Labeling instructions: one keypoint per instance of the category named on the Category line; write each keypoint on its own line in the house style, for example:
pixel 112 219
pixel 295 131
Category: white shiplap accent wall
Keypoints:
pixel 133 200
------------------------------------------------------------
:: YOUR TASK ::
Transcribe each entry exactly as it appears.

:: EXERCISE SOLUTION ::
Labeling instructions: one keypoint per instance of the category named on the Category line; write each keypoint on its own line in the house style, for example:
pixel 112 219
pixel 295 131
Category: white shiplap accent wall
Keypoints:
pixel 133 200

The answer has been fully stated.